=== DAFTAR SOAL ===
A - Menurut berita tentang pembunuhan keluarga Supriadi, di manakah tersangka membuang jenazah putra sulung korban?
B - Teruskan berita tentang pembunuhan keluarga Supriadi, dimulai setelah kalimat terakhir yang tercantum.

=== KUTIPAN DOKUMEN ===
31.7 C
Medan
Sunday, June 2, 2024

Sekeluarga Dibunuh karena Utang Rp20 Juta

Anak Sulung Dibuang di Tempat Sampah

RANTAU-Terjawab sudah teka-teki pelaku pembunuhan keluarga Supriadi (45). Kamis (23/6) dini hari sekitar pukul 02.30 WIB, polisi menciduk Suwandi alias Andi (42) dari Desa Tubiran, Kecamatan Merbau, Labura. Penasihat spiritual keluarga Supriadi ini lantas menunjukkan jenazah Juni Ananda Azhari, putra sulung korban, yang dibuangnya di Tempat Pembuangan Akhir (TPA) Pulo Padang, 3 kilometer dari rumah korban.

Dari penelusuran METRO ASAHAN (grup Sumut Pos), pembunuhan sadis yang dilakukan tukang pijat keliling ini dilatarbelakangi persoalan utang piutang. Diketahui, sebulan sebelum kejadian, Suwandi meminjam Rp20 juta dari Supriadi. Informasi ini sesuai keterangan sejumlah jiran korban, dan pernyataan Kapolres Labuhanbatu AKBP Hirbak Wahyu Setiawan.

“Jadi, antara korban dan tersangka ada persoalan utang piutang. Tersangka memiliki utang kepada korban sebesar Rp20 juta, yang harusnya jatuh tempo Rabu kemarin,” kata Hirbak saat pemaparan di hadapan puluhan wartawan dan ratusan warga di Mapolres Labuhanbatu, kemarin petang.

Persoalan utang piutang itu pula yang kemudian membuat tersangka kalap, dan nekat menghabisi keluarga Supriadi. Saat itu Supriadi menghubungi Suwandi untuk keperluan memijat, pukul 21.30 WIB, Selasa (21/6). Suwandi diminta datang ke kediamannya di Lingkungan Simpang Nangka, Kelurahan Pulo Padang, Rantau Utara.

Baris dataset
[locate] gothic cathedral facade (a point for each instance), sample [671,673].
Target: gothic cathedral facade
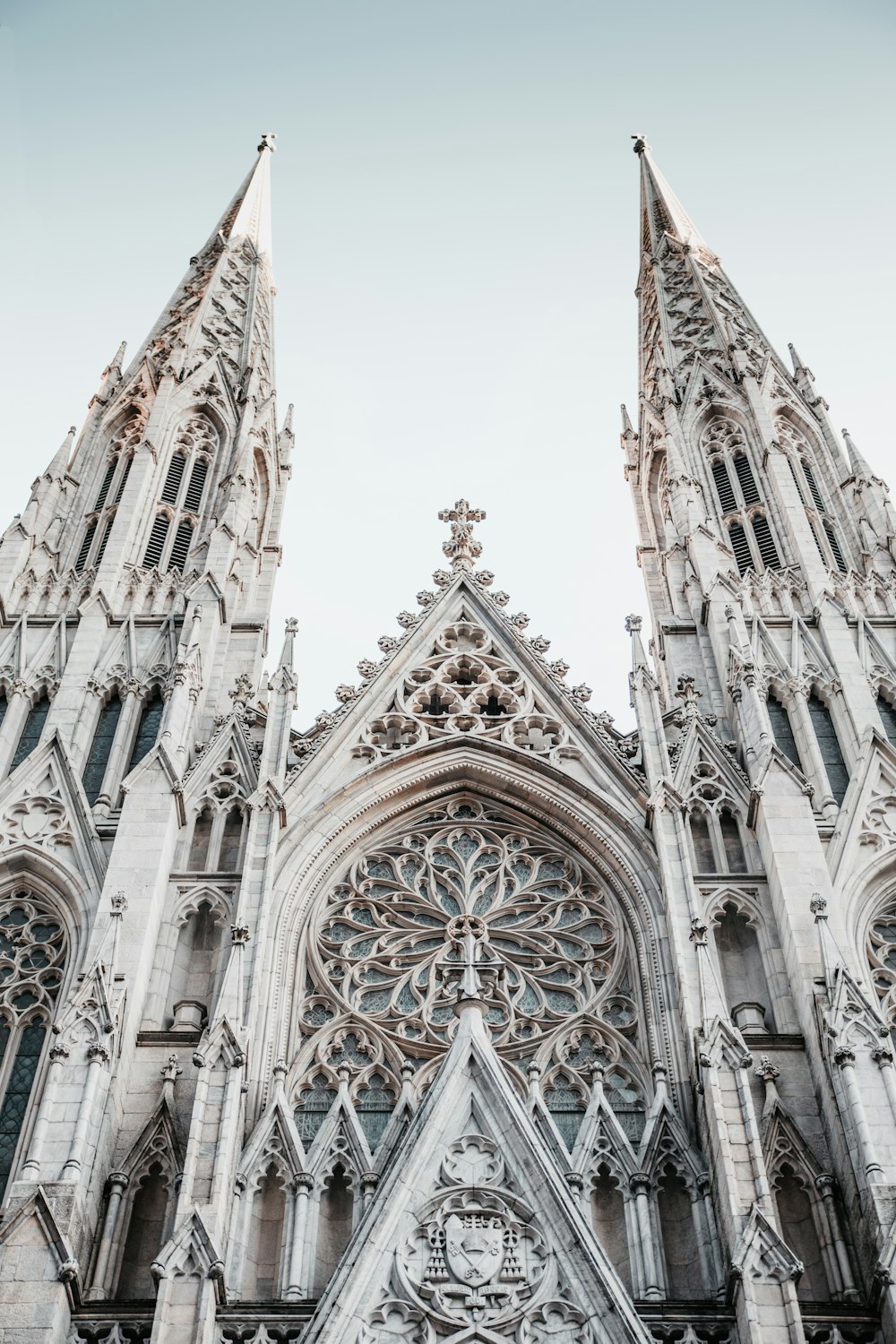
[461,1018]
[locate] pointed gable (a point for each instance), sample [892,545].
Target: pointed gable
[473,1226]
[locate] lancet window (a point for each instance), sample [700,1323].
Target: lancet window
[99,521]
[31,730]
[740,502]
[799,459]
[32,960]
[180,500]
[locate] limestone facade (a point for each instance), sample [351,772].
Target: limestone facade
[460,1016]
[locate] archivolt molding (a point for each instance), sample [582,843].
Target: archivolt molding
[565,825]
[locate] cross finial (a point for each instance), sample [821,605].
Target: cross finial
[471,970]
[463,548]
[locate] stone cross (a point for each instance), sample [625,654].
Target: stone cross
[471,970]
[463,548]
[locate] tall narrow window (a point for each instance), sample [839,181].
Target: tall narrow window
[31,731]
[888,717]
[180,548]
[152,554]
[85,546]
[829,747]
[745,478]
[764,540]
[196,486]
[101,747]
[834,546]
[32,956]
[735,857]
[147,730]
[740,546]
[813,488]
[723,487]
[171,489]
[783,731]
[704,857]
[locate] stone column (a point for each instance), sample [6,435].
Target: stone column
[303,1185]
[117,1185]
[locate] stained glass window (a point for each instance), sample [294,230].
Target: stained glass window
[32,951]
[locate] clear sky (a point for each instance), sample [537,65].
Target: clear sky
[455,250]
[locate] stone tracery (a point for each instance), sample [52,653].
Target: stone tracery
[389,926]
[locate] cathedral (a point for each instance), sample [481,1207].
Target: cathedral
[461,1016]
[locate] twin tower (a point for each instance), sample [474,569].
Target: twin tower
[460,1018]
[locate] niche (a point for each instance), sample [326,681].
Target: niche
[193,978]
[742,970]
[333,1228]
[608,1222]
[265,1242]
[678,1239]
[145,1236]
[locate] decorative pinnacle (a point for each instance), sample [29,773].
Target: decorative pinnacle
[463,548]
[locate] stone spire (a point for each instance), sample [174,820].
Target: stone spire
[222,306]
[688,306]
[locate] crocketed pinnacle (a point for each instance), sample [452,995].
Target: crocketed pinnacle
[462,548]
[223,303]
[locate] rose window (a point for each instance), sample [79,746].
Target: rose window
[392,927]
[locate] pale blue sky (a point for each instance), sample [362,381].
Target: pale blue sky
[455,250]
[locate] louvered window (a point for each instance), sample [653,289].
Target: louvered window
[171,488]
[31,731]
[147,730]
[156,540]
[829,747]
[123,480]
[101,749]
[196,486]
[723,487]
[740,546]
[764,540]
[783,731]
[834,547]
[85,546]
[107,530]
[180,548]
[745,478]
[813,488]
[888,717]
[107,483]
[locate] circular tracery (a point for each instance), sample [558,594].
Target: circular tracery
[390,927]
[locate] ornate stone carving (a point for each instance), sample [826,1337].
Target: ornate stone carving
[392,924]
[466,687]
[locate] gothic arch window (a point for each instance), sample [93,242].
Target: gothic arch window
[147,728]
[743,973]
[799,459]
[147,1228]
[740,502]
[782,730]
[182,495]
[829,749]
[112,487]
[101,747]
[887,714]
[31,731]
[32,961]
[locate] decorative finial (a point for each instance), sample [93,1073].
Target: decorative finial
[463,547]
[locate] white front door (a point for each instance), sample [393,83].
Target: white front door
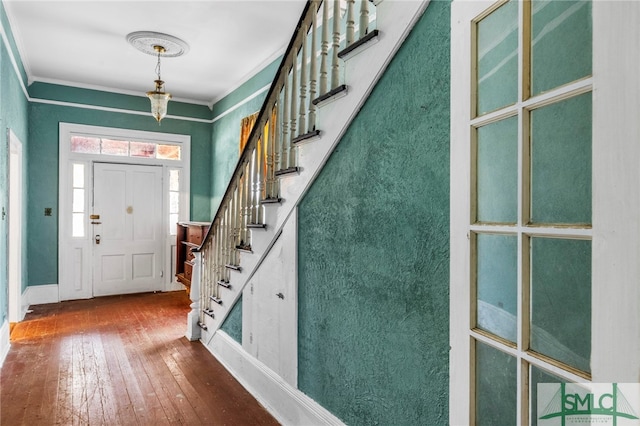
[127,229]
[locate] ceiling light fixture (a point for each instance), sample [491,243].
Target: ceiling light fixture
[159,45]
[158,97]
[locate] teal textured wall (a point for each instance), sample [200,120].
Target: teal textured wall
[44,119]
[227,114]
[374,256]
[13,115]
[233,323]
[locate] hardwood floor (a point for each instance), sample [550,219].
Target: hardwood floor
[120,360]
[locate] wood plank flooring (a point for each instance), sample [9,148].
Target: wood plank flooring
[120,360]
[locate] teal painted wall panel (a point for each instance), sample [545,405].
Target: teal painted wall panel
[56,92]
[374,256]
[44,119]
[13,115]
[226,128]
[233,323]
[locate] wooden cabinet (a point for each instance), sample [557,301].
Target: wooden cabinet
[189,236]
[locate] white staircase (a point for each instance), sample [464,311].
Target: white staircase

=== JAWABAN ===
A - Di Tempat Pembuangan Akhir (TPA) Pulo Padang, 3 kilometer dari rumah korban.

B -
Sebelum memijat, Wagiyem (40), istri Supriadi diminta memasak bubur sumsum putih, yang konon dijadikan obat menghilangkan rasa lelah. Setelah masak, bubur itu dimantrai Suwandi, dan diserahkan kepada Supriadi.

Usai menyantap bubur, keduanya lantas berbincang-bincang hingga pukul 01.00 WIB. Dalam perbincangan itu, Supriadi meminta Suwandi segera melunasi pinjamannya Rp20 juta, karena akan digunakan untuk biaya pengiriman M Ridwan, anak kedua korban, yang rencananya melanjutkan pendidikan di SMK Taruna, di Padang Sumatera Barat.
Karena belum memiliki uang, Suwandi meminta diberi tambahan waktu. Entah karena sangat membutuhkan uang itu, dengan nada tinggi, Supriadi meminta Suwandi mengembalikan uangnya, pada 22 Juni, sesuai waktu jatuh tempo. Bahkan, M Ridwan, putra kedua korban, juga dengan nada tinggi meminta tersangka mengembalikan uang ayahnya. Lagi-lagi, tersangka meminta diberi keringanan.

Sejurus kemudian, Supriadi yang merasa belum ada perubahan berarti pada tubuhnya usai dipijat dan memakan bubur sumsum yang sudah dimantrai, kembali mengutarakan keluhannya. Tersangka lantas bertanya kepada Wagiyem apakah masih ada sisa bubur yang belum dimakan, yang kemudian dijawab oleh Wagiyem dengan mengatakan masih banyak bubur tersisa di periuk, di dapur.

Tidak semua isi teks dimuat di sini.